Segmentation mask data
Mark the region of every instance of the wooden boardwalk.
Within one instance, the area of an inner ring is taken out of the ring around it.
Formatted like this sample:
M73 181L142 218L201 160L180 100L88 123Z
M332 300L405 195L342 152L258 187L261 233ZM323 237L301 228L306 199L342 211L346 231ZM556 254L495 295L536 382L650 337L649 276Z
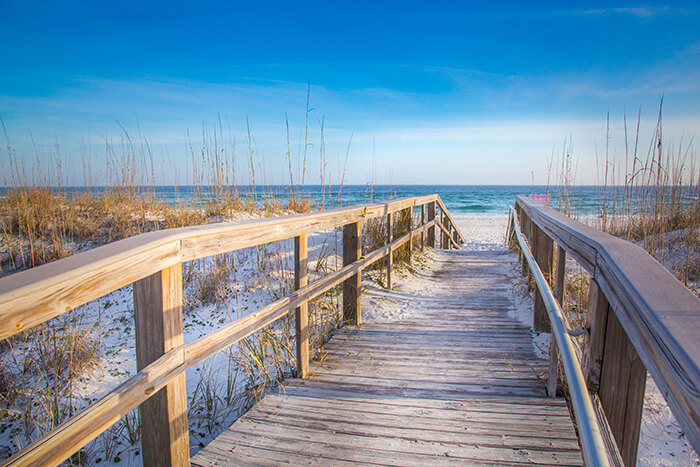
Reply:
M338 331L308 379L265 396L192 464L581 465L566 403L546 397L546 361L510 313L513 255L434 257L428 290L392 293L408 319Z

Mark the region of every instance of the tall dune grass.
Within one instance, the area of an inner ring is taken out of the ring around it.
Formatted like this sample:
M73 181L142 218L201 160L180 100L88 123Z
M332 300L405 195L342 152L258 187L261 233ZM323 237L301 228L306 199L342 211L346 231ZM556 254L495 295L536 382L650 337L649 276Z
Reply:
M663 105L663 101L662 101ZM597 211L581 213L576 189L576 163L571 145L549 165L555 184L548 186L550 203L604 231L641 245L671 269L686 286L697 289L700 281L700 164L694 141L664 140L662 105L646 152L640 139L641 113L635 130L625 116L625 157L611 157L606 146L597 167ZM610 121L607 120L609 139ZM549 177L548 177L549 178ZM696 290L700 293L700 290Z

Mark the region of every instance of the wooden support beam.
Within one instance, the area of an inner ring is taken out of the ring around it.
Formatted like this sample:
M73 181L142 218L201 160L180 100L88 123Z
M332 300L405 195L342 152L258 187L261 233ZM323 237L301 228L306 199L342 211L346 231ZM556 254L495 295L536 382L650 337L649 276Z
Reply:
M586 329L588 337L584 344L581 368L588 389L598 392L600 388L600 372L603 366L605 350L605 331L608 325L610 305L600 290L598 283L591 279L588 289L588 310L586 313Z
M533 238L535 239L535 251L533 256L537 265L540 267L542 274L551 283L552 280L552 260L554 255L554 242L551 238L547 236L546 233L542 231L534 222L532 224ZM535 330L549 332L551 330L551 324L549 322L549 316L547 315L547 307L542 300L540 291L537 290L537 285L535 285L535 319L534 319Z
M428 222L435 219L435 201L428 203ZM428 228L428 247L435 248L435 226Z
M597 392L625 465L635 465L646 368L598 284L591 280L583 372Z
M354 263L362 256L362 222L353 222L343 227L343 266ZM343 323L360 324L360 286L362 274L358 272L343 282Z
M425 204L420 205L420 225L425 225ZM420 233L420 251L425 250L425 231Z
M394 215L386 215L386 244L394 241ZM394 285L394 252L390 251L386 255L386 288L391 290Z
M554 270L554 298L557 299L559 305L564 303L564 286L566 281L566 250L557 245L557 267Z
M309 283L308 240L306 235L294 237L294 290ZM297 335L297 378L309 374L309 305L302 303L294 310Z
M549 341L549 368L547 370L547 395L557 397L559 383L559 349L554 334Z
M615 313L608 313L600 402L625 465L635 465L647 370Z
M566 250L557 245L557 267L555 269L556 279L554 281L554 298L559 305L564 303L564 281L566 277ZM557 384L559 383L559 350L554 336L549 343L549 373L547 377L547 394L549 397L556 397Z
M139 371L184 344L182 264L134 282L136 365ZM190 465L185 374L139 407L144 466Z
M452 226L450 225L450 219L445 215L445 212L442 212L442 225L445 226L445 229L447 232L449 232L452 229ZM450 235L445 232L444 230L442 231L442 234L440 235L440 248L443 250L447 250L450 248Z
M522 232L523 236L530 242L530 246L532 246L532 240L530 239L530 224L529 224L529 218L527 217L527 214L525 211L523 211L520 208L519 204L515 205L515 211L518 213L518 219L520 219L520 231ZM522 275L523 276L528 276L529 271L528 271L528 266L527 266L527 260L525 259L525 255L520 252L520 267L522 269Z
M406 214L408 215L408 231L413 230L413 206L406 208ZM413 255L413 235L408 239L408 264L411 264L411 256Z

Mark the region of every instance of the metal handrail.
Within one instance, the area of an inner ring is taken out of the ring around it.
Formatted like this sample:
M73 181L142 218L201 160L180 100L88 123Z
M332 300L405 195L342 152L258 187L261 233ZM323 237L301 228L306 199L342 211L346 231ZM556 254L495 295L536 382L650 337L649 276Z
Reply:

## What you have to do:
Only the lines that contain the string "Mark" should be copied from the entries above.

## Task result:
Mark the region of every instance of the wooden boardwalk.
Mark the region of every instance of the tall dune grass.
Mark the region of every instance of the wooden support beam.
Mark the region of every instance of the metal handrail.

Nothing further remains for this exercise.